_Selected text:_

::::

Persistency has three moving parts. Understanding what each one does makes the rest of the page much easier to follow.

1. Events

Logs are grouped by EventID. Two events with the same ID share a template but have their own variable values. Persistency stores one independent state object per event ID, so an EventStabilityTracker for EventID=4733 does not interfere with one for EventID=4624.

2. Backends (`EventDataStructure`)

A backend is the thing that actually stores the per-event state. Persistency owns the dict {event_id: backend}; the backend itself decides how data is kept.

Two families ship today:

DataFrame backends (EventDataFrame, ChunkedEventDataFrame) keeps the raw rows. Very storage heavy and not recommended for production-ready detectors.
Tracker backends (EventStabilityTracker) keep only derived features (e.g. "this variable has been constant for the last 10k events") that are relevant for the detector. Use these when you only need a summary or a subset of the log's information, not the raw history — they cost a fraction of the memory.

All backends implement the same four-method contract: add_data, get_data, dump, load. That contract is what EventPersistency and PersistencySaver rely on — anything you add later only has to follow it.

3. Saver lifecycle (`PersistencySaver`)

EventPersistency itself is in-memory. To survive a process restart, the state has to be written somewhere. PersistencySaver wraps an EventPersistency and:

writes to disk (or any fsspec URI) on two triggers — a wall-clock interval and an event-count threshold;
optionally auto_loads previously saved state during construction;
exposes start() / stop() so the background timer can be torn down cleanly. stop() is idempotent and is called automatically when a Component is used as a context manager.

In practice a detector never instantiates PersistencySaver directly: it sets a persist: block in its config and CoreDetector wires the saver up via init_persistency.

Quick start

from detectmatelibrary.utils import persistency

ep = persistency.EventPersistency(
    event_data_class=persistency.EventStabilityTracker,
)

ep.ingest_event(
    event_id="4624",
    event_template="An account was successfully logged on.",
    named_variables={"AccountName": "alice", "LogonType": "3"},
)

tracker = ep.get_event_data("4624")  # or ep["4624"]

That snippet covers the whole in-memory API: pick a backend class, ingest events, query state.

API reference

`EventPersistency`

Parameter	Description
`event_data_class`	An `EventDataStructure` subclass; one instance is created per event ID.
`variable_blacklist`	Variable names to skip when ingesting. Defaults to `["Content"]`.
`event_data_kwargs`	Extra kwargs forwarded to each backend instance.

Common methods:

ep.ingest_event(event_id, event_template, variables=..., named_variables=...)

ep.get_event_data(event_id)        # backend for a single event
ep.get_events_data()               # dict[event_id -> backend]
ep.get_event_template(event_id)
ep.get_event_templates()
ep.get_events_seen()               # all event IDs ever ingested
ep[event_id]                       # alias for get_event_data

Available backends

Class	Use when
`persistency.EventDataFrame`	You need history and a Pandas DataFrame is the natural shape.
`persistency.ChunkedEventDataFrame`	High-volume / streaming workloads — Polars-backed with row-retention and automatic compaction.

::::

_Data extract:_
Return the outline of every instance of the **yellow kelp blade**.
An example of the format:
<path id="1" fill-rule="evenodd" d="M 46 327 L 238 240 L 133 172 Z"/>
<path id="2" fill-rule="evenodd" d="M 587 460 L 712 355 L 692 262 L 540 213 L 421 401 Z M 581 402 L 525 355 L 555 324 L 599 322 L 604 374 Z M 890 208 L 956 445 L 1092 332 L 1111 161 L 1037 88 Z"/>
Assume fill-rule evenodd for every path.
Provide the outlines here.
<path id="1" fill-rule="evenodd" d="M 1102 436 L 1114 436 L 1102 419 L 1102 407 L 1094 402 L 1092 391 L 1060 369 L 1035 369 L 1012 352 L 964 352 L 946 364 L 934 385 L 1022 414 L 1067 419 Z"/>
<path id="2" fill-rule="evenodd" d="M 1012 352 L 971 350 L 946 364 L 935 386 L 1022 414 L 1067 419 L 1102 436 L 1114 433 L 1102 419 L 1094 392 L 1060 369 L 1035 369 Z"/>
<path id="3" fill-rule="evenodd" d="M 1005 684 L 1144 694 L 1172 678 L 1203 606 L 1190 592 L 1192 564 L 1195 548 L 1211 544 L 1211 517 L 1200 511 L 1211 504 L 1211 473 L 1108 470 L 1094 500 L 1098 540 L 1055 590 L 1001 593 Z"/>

::::

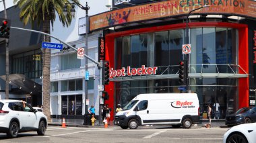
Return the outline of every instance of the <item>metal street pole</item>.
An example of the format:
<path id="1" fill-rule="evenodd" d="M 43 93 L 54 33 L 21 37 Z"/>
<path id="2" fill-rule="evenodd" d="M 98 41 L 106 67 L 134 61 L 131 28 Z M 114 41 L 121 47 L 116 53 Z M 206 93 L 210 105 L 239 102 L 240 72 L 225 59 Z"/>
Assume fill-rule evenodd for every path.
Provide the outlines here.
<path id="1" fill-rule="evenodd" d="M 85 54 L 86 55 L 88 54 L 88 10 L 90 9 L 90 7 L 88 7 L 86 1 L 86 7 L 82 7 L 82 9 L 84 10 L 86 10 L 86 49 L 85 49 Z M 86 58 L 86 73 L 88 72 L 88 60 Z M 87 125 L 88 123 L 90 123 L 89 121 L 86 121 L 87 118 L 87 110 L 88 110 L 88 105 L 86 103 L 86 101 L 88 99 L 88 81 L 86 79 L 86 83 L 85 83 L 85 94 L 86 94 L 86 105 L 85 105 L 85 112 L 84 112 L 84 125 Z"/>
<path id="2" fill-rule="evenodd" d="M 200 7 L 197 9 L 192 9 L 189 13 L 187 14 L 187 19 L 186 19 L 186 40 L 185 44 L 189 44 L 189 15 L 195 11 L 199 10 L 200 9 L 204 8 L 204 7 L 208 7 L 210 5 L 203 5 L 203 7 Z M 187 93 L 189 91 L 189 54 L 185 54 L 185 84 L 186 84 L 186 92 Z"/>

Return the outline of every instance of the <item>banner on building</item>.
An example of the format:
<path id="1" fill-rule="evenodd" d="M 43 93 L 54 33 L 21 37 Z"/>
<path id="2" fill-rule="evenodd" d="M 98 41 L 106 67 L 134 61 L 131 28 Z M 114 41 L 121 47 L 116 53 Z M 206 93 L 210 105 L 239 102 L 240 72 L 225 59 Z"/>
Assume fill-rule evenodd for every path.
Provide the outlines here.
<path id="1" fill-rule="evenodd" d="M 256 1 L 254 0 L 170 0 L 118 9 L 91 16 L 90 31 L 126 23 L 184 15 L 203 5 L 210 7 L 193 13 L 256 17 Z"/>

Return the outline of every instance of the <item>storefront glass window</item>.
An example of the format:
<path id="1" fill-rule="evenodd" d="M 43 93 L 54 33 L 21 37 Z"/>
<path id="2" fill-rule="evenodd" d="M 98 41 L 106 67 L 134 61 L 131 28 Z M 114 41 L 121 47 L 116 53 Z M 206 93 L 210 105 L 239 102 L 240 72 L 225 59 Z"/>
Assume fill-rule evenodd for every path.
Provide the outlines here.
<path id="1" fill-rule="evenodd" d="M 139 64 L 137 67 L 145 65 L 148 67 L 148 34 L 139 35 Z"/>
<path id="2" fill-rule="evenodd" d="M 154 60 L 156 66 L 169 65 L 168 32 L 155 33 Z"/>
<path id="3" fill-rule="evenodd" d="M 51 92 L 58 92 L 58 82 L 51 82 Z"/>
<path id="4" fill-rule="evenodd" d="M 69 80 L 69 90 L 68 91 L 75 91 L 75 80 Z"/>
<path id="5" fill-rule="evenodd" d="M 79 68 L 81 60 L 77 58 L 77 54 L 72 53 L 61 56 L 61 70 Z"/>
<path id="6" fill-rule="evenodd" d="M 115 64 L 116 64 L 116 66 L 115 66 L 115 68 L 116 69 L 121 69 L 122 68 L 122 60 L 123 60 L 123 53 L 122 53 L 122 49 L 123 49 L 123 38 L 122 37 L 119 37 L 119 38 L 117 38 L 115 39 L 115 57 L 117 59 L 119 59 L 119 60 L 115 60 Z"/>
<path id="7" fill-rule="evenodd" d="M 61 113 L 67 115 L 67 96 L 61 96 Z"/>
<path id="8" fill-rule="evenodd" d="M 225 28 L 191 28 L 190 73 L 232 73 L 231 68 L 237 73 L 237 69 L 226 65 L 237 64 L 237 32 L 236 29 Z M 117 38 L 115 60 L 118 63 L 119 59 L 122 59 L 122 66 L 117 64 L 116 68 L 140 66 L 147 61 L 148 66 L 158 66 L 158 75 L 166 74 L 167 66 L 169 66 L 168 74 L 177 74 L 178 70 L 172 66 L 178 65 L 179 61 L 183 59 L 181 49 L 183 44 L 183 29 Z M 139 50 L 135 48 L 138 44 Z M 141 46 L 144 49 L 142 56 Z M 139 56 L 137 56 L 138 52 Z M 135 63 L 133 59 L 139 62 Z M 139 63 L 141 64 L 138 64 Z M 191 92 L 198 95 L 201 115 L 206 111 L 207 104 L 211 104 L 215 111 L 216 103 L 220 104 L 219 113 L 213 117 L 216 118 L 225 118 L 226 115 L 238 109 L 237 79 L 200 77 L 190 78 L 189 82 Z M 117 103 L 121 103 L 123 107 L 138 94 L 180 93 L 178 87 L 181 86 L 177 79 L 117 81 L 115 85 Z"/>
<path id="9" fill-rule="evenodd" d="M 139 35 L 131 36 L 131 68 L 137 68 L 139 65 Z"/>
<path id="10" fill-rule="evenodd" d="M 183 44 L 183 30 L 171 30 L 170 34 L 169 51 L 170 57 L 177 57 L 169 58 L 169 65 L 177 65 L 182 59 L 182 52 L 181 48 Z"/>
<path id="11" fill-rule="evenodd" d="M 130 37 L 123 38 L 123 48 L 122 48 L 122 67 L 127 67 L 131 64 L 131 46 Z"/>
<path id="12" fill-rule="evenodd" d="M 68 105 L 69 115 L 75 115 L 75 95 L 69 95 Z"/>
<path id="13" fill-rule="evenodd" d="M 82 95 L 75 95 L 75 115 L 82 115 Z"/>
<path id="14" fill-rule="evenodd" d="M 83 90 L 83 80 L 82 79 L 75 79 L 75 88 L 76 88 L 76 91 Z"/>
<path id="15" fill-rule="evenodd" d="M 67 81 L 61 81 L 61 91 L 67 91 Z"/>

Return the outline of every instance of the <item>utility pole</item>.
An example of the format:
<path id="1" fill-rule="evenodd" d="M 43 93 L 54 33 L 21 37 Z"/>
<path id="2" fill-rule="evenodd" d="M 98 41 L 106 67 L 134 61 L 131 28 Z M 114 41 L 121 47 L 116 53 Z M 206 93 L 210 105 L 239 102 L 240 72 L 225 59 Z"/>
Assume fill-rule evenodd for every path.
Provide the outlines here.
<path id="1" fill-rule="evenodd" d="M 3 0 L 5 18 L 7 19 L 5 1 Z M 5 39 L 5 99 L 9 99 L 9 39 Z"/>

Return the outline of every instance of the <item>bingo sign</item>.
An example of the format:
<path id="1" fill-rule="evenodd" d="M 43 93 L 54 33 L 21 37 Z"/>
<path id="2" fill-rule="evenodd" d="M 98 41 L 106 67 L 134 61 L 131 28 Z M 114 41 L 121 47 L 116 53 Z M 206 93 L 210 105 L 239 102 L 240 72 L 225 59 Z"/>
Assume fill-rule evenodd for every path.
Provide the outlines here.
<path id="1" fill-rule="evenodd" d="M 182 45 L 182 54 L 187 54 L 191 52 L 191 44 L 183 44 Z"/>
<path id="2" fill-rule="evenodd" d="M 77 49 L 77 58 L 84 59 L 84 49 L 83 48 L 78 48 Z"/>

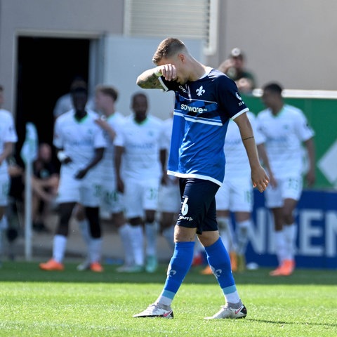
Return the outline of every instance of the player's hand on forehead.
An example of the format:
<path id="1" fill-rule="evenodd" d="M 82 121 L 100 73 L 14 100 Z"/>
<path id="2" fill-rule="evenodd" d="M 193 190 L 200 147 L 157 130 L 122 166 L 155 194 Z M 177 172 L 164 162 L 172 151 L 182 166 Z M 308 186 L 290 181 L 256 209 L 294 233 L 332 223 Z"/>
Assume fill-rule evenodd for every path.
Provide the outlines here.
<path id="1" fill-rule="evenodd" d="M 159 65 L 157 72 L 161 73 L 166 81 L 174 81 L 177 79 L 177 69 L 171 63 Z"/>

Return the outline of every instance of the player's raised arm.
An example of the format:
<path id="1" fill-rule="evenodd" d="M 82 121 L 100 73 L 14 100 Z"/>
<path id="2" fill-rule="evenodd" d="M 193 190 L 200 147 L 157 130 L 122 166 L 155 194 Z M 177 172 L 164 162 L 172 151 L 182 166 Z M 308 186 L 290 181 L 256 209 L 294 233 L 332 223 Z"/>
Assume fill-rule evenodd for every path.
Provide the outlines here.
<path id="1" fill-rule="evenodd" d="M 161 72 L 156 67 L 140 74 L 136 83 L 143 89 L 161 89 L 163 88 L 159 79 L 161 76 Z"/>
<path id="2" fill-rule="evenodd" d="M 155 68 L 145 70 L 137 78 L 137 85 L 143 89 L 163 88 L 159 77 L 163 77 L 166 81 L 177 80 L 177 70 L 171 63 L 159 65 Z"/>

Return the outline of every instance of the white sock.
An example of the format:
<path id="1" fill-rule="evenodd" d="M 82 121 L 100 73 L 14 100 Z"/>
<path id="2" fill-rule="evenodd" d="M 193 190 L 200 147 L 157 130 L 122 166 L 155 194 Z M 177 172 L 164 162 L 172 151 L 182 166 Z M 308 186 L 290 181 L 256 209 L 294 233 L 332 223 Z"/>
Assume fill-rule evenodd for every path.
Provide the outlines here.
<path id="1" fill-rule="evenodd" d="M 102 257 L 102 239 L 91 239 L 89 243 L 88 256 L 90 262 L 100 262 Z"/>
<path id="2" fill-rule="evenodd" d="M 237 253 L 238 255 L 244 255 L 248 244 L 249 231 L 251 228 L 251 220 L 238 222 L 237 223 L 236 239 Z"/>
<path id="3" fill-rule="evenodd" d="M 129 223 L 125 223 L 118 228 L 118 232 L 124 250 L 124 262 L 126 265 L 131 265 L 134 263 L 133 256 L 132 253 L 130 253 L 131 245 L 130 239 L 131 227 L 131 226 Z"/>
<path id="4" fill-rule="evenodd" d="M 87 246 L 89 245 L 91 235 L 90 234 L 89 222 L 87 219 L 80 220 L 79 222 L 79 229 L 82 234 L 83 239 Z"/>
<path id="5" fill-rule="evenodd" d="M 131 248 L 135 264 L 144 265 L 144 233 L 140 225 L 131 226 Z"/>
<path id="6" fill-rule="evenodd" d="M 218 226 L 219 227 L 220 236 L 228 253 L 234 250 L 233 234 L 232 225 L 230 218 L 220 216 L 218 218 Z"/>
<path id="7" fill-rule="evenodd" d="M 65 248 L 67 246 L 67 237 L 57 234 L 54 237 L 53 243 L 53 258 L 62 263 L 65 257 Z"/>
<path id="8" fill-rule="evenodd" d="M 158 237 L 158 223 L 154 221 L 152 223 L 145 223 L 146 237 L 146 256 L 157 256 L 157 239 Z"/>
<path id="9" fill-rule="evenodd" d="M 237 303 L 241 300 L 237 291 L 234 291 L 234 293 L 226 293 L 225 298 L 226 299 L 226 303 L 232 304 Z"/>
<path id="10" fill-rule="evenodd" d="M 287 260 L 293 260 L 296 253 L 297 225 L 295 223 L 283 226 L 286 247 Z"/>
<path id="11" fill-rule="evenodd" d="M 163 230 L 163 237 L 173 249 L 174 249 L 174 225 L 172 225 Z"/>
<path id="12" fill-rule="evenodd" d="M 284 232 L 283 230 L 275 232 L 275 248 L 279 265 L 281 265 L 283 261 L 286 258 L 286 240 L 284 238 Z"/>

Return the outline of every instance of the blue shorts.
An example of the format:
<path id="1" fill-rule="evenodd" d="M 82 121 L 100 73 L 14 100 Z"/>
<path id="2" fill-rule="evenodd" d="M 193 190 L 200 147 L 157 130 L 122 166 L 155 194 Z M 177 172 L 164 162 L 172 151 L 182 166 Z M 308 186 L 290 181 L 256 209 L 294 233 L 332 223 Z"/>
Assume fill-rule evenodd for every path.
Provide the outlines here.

::::

_To be done:_
**1.** According to the Persistency text, what four methods must every backend implement?
**2.** Extend the Persistency text, starting right after its last line.
The two blocks of lines are separate material and are not part of the Persistency text.

_Answers in order:_
**1.** add_data, get_data, dump, and load.

**2.**
`persistency.EventStabilityTracker`	You only care about how variables behave over time (`STATIC` / `STABLE` / `UNSTABLE` / `RANDOM`). Cheapest memory footprint.

All three are re-exported from the top of the package — persistency.X is the canonical import; the deeply nested submodules are an implementation detail.

Persisting to disk

saver = persistency.PersistencySaver(
    ep,
    persistency.PersistencySaverConfig(
        path="./state/my-detector",
        save_interval_seconds=300,
        events_until_save=10_000,     # save after this many ingests, too
        auto_load=False,
        storage_options={},           # forwarded to fsspec
    ),
)
saver.start()
# ... detector runs ...
saver.stop()    # final flush, stops the background timer

PersistencySaver.save() is thread-safe, and stop() is idempotent. The two save triggers (save_interval_seconds and events_until_save) are independent — whichever fires first wins.

Restoring state

saver = persistency.PersistencySaver(
    ep,
    persistency.PersistencySaverConfig(path="./state/my-detector", auto_load=True),
)
# ep is now pre-populated from disk

If auto_load=True and no saved state exists, the constructor raises persistency.PersistencyLoadError immediately — fail-fast rather than silently starting empty.

Exporting and importing state on demand

For one-shot transfers — e.g. moving trained state to a new environment, or taking a manual snapshot — use the standalone functions directly:

from detectmatelibrary.utils import persistency

# Export to a file URI
persistency.save(ep, "./snapshots/trained-state")

# Export to bytes (no disk I/O — useful when sending state over a network API)
data: bytes = persistency.save(ep)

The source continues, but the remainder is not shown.